◆ Ihre Aufgaben:
**1.** Kürzen Sie im Text über die Stuttgarter Schillerfeier von 1855 den Absatz, der mit „Ein Bericht unter der Überschrift“ beginnt, auf seine wesentlichen Fakten, gern in Form einer Liste.
**2.** Führen Sie den Text über die Stuttgarter Schillerfeier von 1855 im selben Stil über seinen letzten Satz hinaus fort.

◆ Textauszug:
1855: Stuttgart denkt an Friedrich Schiller
Der 10. Mai 1855 war ein Donnerstag, das Wetter mäßig, noch am Vormittag blieb der Himmel verhängt, dann aber klärte es sich auf und die Festgemeinde, die des fünfzigsten Todestages von Friedrich Schiller gedenken wollte, konnte sich beflügelt auf den Weg machen. Der Stuttgarter Liederkranz, förmlich gegründet am 9. Mai 1824, aber auf älteren Wurzeln fußend, richtete seit 1825 alljährlich um den Todestag herum eine Feier mit Rede und Gesang aus, 1855 war das bereits selbst schon wieder eine auf dreißig Jahre zurück blickende Festtradition. Seit 1839 konnte sich alles um das erste deutsche Schiller-Denkmal gruppieren, erschaffen von Bertel Thorvaldsen (19. November 1770 bis 24. März 1844), dem dänischen Bildhauer, der für sein Werk wiederum auf eine Zeichnung von Johann Christian Reinhart (24. Januar 1761 bis 9. Juni 1847) zurückgriff. Die Zeichnung ist heute verschollen, das Denkmal steht noch, obwohl ihm 1913 ein zweites beigesellt wurde, das seinen Standort vor dem Großen Haus des Stuttgarter Staatstheaters fand.
Ein Bericht unter der Überschrift „Schillers fünfzigjährige Todesfeier in Stuttgart“, veröffentlicht im „Morgenblatt für gebildete Leser“ am 13. Mai 1855, vermittelt eine recht genaue Vorstellung des Geschehens in den Abendstunden, in denen 50 Jahre vorher, am 9. Mai 1805, Zitat, „Schiller seine große Seele aushauchte“. Nicht nur diese Formulierung in ihrer altväterlichen Poetisierung, auch die vorgetragene Rede von Johann Georg Fischer (15. Oktober 1816 bis 4. Mai 1897) mit einem heute schwer erträglichen Pathos machen immerhin Zeitgeist lebendig. Fischer war Lyriker und Dramatiker, im Jahr vorher war seine Sammlung „Gedichte“ erschienen mit Anlehnungen und Anklängen an Eduard Mörike, von seinen Dramen haben „Friedrich der Zweite von Hohenstaufen“ (1863) und „Florian Geyer, der Volksheld im deutschen Bauernkrieg“ (1866) eine gewisse Aufmerksamkeit erregt. Seine sicher größte Nachwirkung besteht darin, dass er (mit anderen) der Errichtung des Schiller-Nationalmuseums in Marbach den Weg bereiten half.

◆ Material:
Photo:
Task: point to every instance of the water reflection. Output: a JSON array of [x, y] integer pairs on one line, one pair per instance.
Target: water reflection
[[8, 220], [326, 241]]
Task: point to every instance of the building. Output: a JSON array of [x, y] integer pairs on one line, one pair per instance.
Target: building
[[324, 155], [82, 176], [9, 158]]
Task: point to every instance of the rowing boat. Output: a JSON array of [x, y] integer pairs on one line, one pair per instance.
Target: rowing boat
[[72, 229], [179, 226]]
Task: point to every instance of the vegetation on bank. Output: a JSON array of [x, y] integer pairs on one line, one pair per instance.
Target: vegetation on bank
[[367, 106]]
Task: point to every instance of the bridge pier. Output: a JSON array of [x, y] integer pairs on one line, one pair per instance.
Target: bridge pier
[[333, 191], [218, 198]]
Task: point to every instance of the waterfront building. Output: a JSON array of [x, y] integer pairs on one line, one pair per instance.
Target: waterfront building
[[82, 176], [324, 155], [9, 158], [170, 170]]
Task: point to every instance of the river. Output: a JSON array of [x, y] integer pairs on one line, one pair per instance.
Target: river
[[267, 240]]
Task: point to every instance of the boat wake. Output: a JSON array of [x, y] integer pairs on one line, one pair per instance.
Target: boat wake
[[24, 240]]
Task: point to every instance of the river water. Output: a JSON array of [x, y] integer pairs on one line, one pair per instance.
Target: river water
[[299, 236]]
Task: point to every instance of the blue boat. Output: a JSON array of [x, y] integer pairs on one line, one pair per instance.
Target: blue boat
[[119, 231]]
* * *
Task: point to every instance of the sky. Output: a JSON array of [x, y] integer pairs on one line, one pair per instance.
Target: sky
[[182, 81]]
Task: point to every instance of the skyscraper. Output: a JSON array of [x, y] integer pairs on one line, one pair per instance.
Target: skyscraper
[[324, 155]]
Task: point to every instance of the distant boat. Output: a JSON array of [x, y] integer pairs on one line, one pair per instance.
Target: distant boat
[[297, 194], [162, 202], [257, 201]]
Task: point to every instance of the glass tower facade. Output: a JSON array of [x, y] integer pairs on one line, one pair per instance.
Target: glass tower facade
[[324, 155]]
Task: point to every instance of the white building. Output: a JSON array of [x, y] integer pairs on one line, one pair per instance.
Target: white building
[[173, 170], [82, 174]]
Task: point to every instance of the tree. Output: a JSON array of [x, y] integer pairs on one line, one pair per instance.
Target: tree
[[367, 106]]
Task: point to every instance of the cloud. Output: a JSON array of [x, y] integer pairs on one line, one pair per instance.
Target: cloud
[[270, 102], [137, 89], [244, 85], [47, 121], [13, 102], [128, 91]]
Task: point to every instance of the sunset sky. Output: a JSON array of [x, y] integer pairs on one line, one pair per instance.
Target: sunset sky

◆ Lösungen:
**1.**
- Der Bericht „Schillers fünfzigjährige Todesfeier in Stuttgart“ erschien am 13. Mai 1855 im „Morgenblatt für gebildete Leser“. Er schildert recht genau die Feier in den Abendstunden, in denen Schiller 50 Jahre zuvor, am 9. Mai 1805, gestorben war.
- Seine altväterlich-poetische Sprache und die pathetische Rede von Johann Georg Fischer (1816–1897) machen den Zeitgeist lebendig.
- Fischer war Lyriker und Dramatiker. Im Vorjahr war seine an Eduard Mörike anklingende Sammlung „Gedichte“ erschienen. Einige Aufmerksamkeit fanden seine Dramen „Friedrich der Zweite von Hohenstaufen“ (1863) und „Florian Geyer, der Volksheld im deutschen Bauernkrieg“ (1866).
- Seine größte Nachwirkung: Er half mit anderen, der Errichtung des Schiller-Nationalmuseums in Marbach den Weg zu bereiten.

**2.**
Am nämlichen Donnerstag wurde der Liederkranz von einem Frauenchor unterstützt, ihm dann ein Gedicht in die Hand gegeben, fünf siebenzeilige Strophen umfassend, in dem solche Verse sich finden wie: „Ihm will die Lust des Wonnedrangs // Mit Kränzen und mit Melodien // Die hohe Meisterstirn umziehen. … Wie schreiten seiner Kraft Gebilde // So hoch an Sinn und an Gestalt!“ Und, direkt an die singenden Frauen gerichtet: „Denn von des Meisters Ruhmesglanze // Blüht Euch ein Reis im eignen Kranze !“ Das macht, mit Verlaub, nicht unbedingt neugierig auf das sonstige lyrische Schaffen von Fischer. Die Frauen werden sich dennoch geehrt gefühlt haben. Ehe Fischer seine Ansprache vortrug, brachten die Sänger und Sängerinnen unter der Leitung von Immanuel Gottlob Friedrich Faißt (13. Oktober 1823 bis 5. Juni 1894) eine Kantate zu Gehör, die der Komponist Louis (Ludwig) Hetsch (26. April 1804 bis 28. Juni 1872) geschrieben hatte. Ihm hat Eduard Mörike seine berühmte Novelle „Mozart auf dem Wege nach Prag“ gewidmet, die ihren eigenen Reiz bis heute behalten hat.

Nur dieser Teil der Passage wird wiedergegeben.